▶ _WHAT YOU HAVE TO DO_: Lines from the one containing "Security feed analysis: the operator needs to locate white rose" through the end of the entries below: set them down exactly, both ends included, with nothing added.

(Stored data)
---------------

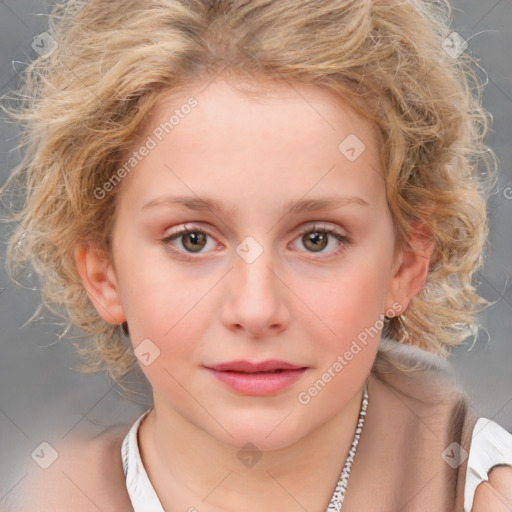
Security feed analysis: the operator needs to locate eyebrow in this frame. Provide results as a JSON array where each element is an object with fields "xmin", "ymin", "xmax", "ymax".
[{"xmin": 141, "ymin": 194, "xmax": 369, "ymax": 216}]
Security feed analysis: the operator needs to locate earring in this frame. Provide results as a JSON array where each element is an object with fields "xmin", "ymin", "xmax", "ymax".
[{"xmin": 120, "ymin": 321, "xmax": 129, "ymax": 336}]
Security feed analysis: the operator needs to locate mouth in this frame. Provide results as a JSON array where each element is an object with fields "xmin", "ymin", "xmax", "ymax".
[
  {"xmin": 205, "ymin": 360, "xmax": 306, "ymax": 373},
  {"xmin": 223, "ymin": 369, "xmax": 289, "ymax": 374},
  {"xmin": 204, "ymin": 360, "xmax": 308, "ymax": 395}
]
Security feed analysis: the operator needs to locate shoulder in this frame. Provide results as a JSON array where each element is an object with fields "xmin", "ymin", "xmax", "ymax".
[
  {"xmin": 2, "ymin": 424, "xmax": 133, "ymax": 512},
  {"xmin": 372, "ymin": 338, "xmax": 512, "ymax": 511},
  {"xmin": 372, "ymin": 337, "xmax": 471, "ymax": 422},
  {"xmin": 371, "ymin": 338, "xmax": 475, "ymax": 508},
  {"xmin": 471, "ymin": 466, "xmax": 512, "ymax": 511},
  {"xmin": 373, "ymin": 338, "xmax": 479, "ymax": 457},
  {"xmin": 466, "ymin": 418, "xmax": 512, "ymax": 511},
  {"xmin": 345, "ymin": 339, "xmax": 475, "ymax": 510}
]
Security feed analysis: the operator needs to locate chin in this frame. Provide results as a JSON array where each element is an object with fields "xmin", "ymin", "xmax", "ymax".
[{"xmin": 206, "ymin": 416, "xmax": 307, "ymax": 452}]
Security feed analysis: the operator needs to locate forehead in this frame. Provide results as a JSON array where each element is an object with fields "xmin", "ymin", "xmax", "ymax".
[
  {"xmin": 121, "ymin": 76, "xmax": 386, "ymax": 213},
  {"xmin": 145, "ymin": 76, "xmax": 379, "ymax": 145}
]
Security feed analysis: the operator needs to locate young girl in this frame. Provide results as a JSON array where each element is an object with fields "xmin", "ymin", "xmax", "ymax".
[{"xmin": 1, "ymin": 0, "xmax": 511, "ymax": 510}]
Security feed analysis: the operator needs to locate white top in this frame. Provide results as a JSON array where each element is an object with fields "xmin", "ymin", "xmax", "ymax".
[
  {"xmin": 121, "ymin": 409, "xmax": 163, "ymax": 512},
  {"xmin": 121, "ymin": 409, "xmax": 512, "ymax": 512}
]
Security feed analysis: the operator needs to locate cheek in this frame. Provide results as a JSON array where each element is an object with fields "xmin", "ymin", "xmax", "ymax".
[
  {"xmin": 122, "ymin": 276, "xmax": 208, "ymax": 350},
  {"xmin": 294, "ymin": 251, "xmax": 393, "ymax": 373},
  {"xmin": 116, "ymin": 264, "xmax": 218, "ymax": 377},
  {"xmin": 113, "ymin": 235, "xmax": 203, "ymax": 334},
  {"xmin": 125, "ymin": 292, "xmax": 207, "ymax": 394},
  {"xmin": 306, "ymin": 262, "xmax": 390, "ymax": 332}
]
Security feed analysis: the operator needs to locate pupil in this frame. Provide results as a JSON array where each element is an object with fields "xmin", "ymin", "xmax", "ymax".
[
  {"xmin": 184, "ymin": 232, "xmax": 206, "ymax": 252},
  {"xmin": 305, "ymin": 232, "xmax": 327, "ymax": 252}
]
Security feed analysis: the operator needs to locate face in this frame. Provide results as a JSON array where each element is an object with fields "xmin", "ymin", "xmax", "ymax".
[{"xmin": 81, "ymin": 76, "xmax": 422, "ymax": 451}]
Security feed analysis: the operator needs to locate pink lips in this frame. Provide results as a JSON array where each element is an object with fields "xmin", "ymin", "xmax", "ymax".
[
  {"xmin": 204, "ymin": 360, "xmax": 308, "ymax": 395},
  {"xmin": 208, "ymin": 360, "xmax": 304, "ymax": 372}
]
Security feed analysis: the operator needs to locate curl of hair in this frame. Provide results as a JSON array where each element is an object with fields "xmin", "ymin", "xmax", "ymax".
[{"xmin": 0, "ymin": 0, "xmax": 498, "ymax": 382}]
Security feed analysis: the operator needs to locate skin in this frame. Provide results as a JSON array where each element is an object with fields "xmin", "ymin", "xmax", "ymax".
[
  {"xmin": 473, "ymin": 467, "xmax": 512, "ymax": 511},
  {"xmin": 71, "ymin": 74, "xmax": 512, "ymax": 511}
]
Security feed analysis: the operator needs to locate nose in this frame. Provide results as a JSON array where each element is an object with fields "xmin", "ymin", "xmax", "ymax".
[{"xmin": 221, "ymin": 245, "xmax": 290, "ymax": 339}]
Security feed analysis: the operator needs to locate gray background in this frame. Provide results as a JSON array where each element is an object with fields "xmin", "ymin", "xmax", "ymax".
[{"xmin": 1, "ymin": 0, "xmax": 511, "ymax": 503}]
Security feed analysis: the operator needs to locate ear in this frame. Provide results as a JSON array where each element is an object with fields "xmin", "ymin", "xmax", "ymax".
[
  {"xmin": 385, "ymin": 222, "xmax": 434, "ymax": 316},
  {"xmin": 74, "ymin": 243, "xmax": 126, "ymax": 325}
]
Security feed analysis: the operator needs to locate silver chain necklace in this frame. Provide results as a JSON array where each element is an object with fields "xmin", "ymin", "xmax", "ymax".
[{"xmin": 325, "ymin": 380, "xmax": 369, "ymax": 511}]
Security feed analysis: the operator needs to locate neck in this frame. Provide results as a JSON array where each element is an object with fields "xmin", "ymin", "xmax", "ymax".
[{"xmin": 138, "ymin": 384, "xmax": 365, "ymax": 512}]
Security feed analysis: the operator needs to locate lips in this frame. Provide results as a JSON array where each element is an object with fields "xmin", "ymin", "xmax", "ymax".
[
  {"xmin": 205, "ymin": 360, "xmax": 306, "ymax": 373},
  {"xmin": 204, "ymin": 360, "xmax": 308, "ymax": 395}
]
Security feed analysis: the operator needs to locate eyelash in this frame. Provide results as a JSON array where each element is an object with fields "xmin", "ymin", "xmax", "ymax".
[{"xmin": 161, "ymin": 223, "xmax": 349, "ymax": 261}]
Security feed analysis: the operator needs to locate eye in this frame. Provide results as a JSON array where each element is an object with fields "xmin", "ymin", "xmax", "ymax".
[
  {"xmin": 161, "ymin": 224, "xmax": 217, "ymax": 256},
  {"xmin": 292, "ymin": 223, "xmax": 348, "ymax": 255},
  {"xmin": 161, "ymin": 222, "xmax": 349, "ymax": 259}
]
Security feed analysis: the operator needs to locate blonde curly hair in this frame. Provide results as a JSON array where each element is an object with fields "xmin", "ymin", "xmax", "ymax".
[{"xmin": 0, "ymin": 0, "xmax": 497, "ymax": 382}]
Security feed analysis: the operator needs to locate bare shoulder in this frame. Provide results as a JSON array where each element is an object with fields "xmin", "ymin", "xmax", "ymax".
[
  {"xmin": 2, "ymin": 424, "xmax": 133, "ymax": 512},
  {"xmin": 471, "ymin": 466, "xmax": 512, "ymax": 512}
]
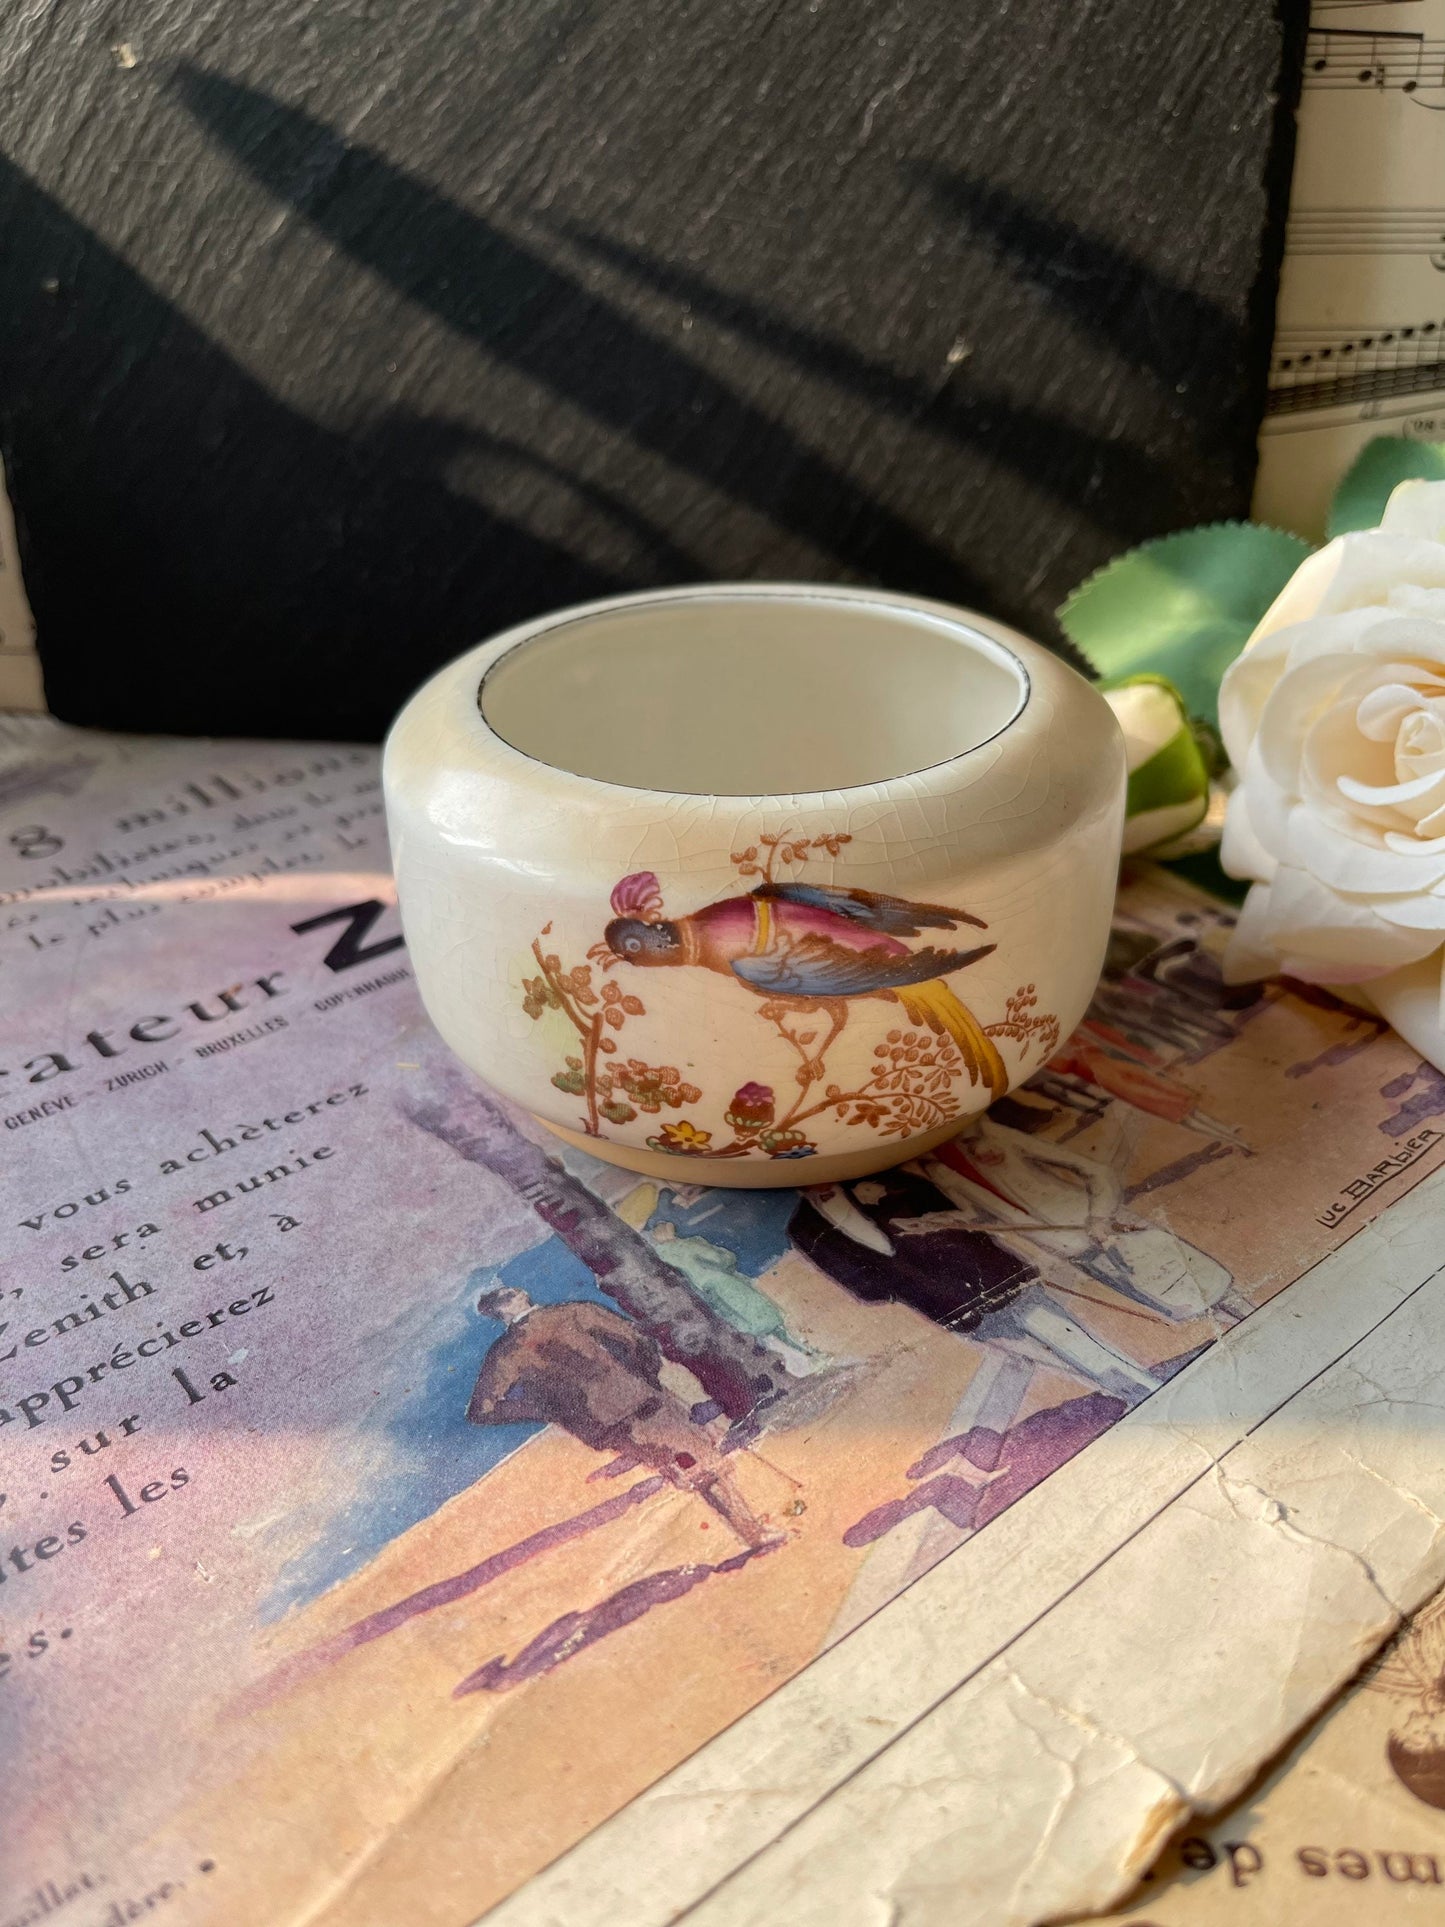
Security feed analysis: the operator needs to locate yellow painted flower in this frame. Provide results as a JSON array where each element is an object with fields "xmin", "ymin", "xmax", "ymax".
[{"xmin": 651, "ymin": 1119, "xmax": 712, "ymax": 1154}]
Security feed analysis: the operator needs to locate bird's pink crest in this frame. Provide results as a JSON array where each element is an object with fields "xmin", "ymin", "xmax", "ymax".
[{"xmin": 610, "ymin": 871, "xmax": 665, "ymax": 922}]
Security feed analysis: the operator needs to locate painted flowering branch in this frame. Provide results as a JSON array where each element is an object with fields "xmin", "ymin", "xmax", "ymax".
[
  {"xmin": 523, "ymin": 930, "xmax": 696, "ymax": 1136},
  {"xmin": 523, "ymin": 935, "xmax": 605, "ymax": 1134},
  {"xmin": 730, "ymin": 830, "xmax": 853, "ymax": 887},
  {"xmin": 985, "ymin": 984, "xmax": 1061, "ymax": 1060}
]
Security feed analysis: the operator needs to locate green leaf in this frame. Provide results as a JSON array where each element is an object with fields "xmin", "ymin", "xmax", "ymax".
[
  {"xmin": 1058, "ymin": 523, "xmax": 1314, "ymax": 728},
  {"xmin": 1327, "ymin": 435, "xmax": 1445, "ymax": 537}
]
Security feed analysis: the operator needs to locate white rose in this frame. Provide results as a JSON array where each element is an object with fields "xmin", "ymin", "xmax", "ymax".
[{"xmin": 1219, "ymin": 478, "xmax": 1445, "ymax": 1067}]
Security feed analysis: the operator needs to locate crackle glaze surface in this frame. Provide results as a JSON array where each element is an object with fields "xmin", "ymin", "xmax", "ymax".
[{"xmin": 383, "ymin": 584, "xmax": 1126, "ymax": 1185}]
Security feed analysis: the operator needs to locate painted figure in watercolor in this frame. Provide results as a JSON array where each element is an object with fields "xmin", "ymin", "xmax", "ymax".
[
  {"xmin": 917, "ymin": 1119, "xmax": 1245, "ymax": 1324},
  {"xmin": 649, "ymin": 1219, "xmax": 815, "ymax": 1362},
  {"xmin": 467, "ymin": 1284, "xmax": 777, "ymax": 1549},
  {"xmin": 790, "ymin": 1166, "xmax": 1036, "ymax": 1333},
  {"xmin": 790, "ymin": 1169, "xmax": 1159, "ymax": 1403}
]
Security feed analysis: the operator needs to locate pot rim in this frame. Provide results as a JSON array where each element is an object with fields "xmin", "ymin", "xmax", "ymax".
[{"xmin": 469, "ymin": 581, "xmax": 1034, "ymax": 806}]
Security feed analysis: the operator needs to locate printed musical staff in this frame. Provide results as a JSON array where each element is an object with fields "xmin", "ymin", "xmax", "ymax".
[
  {"xmin": 1285, "ymin": 206, "xmax": 1445, "ymax": 263},
  {"xmin": 1254, "ymin": 0, "xmax": 1445, "ymax": 509},
  {"xmin": 1268, "ymin": 316, "xmax": 1445, "ymax": 414},
  {"xmin": 1303, "ymin": 26, "xmax": 1445, "ymax": 99}
]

---------------

▶ _ANSWER TO THE EXERCISE_:
Security feed analysis: the operator needs to locate white rose in this frame. Provide results as a JSON array where each element is an object with fields "xmin", "ymin", "xmax", "ymax".
[{"xmin": 1219, "ymin": 478, "xmax": 1445, "ymax": 1067}]
Security feed analysis: the operator needs to locate crackle glaze surface in this frame. Provide results as a JSON array where each element is an object with fields "xmin", "ymin", "xmax", "ymax".
[{"xmin": 383, "ymin": 584, "xmax": 1126, "ymax": 1185}]
Security feed analysis: the operator needs to locate painted figure in watercolor in this frame. Provide results as a JSON array where each element is an object with fields "xmin", "ymin", "xmax", "ymax".
[
  {"xmin": 917, "ymin": 1119, "xmax": 1245, "ymax": 1324},
  {"xmin": 649, "ymin": 1219, "xmax": 815, "ymax": 1362},
  {"xmin": 467, "ymin": 1284, "xmax": 777, "ymax": 1549},
  {"xmin": 790, "ymin": 1166, "xmax": 1036, "ymax": 1333},
  {"xmin": 790, "ymin": 1169, "xmax": 1159, "ymax": 1403}
]
Security feed analysis: the operator needs to locate pot rim in this frame. Provide results as a JSON array where each element is an object with fields "xmin", "ymin", "xmax", "ymax".
[{"xmin": 469, "ymin": 581, "xmax": 1034, "ymax": 806}]
Security feed analysis: the operator needs to locate printed musical staff in this frame. Provide results as a JSON array where each element is an object with fields "xmin", "ymin", "xmax", "ymax".
[
  {"xmin": 1285, "ymin": 206, "xmax": 1445, "ymax": 263},
  {"xmin": 1254, "ymin": 0, "xmax": 1445, "ymax": 509},
  {"xmin": 1268, "ymin": 316, "xmax": 1445, "ymax": 414},
  {"xmin": 1303, "ymin": 26, "xmax": 1445, "ymax": 99}
]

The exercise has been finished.